■ Your goal ■
Swap "diver's" for "swimmer's" throughout the listing below, leaving every other line and character unchanged. Omit the pictures from what you return.

■ Pointing entries for labeled objects ■

.....

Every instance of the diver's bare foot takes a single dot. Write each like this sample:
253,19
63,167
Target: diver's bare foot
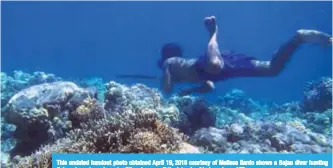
315,37
210,24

.....

■ Final result ■
Every instance of the swimmer's bare foot takes a single dot. Write each like this sample:
253,19
63,167
Target: swimmer's bare foot
315,37
210,24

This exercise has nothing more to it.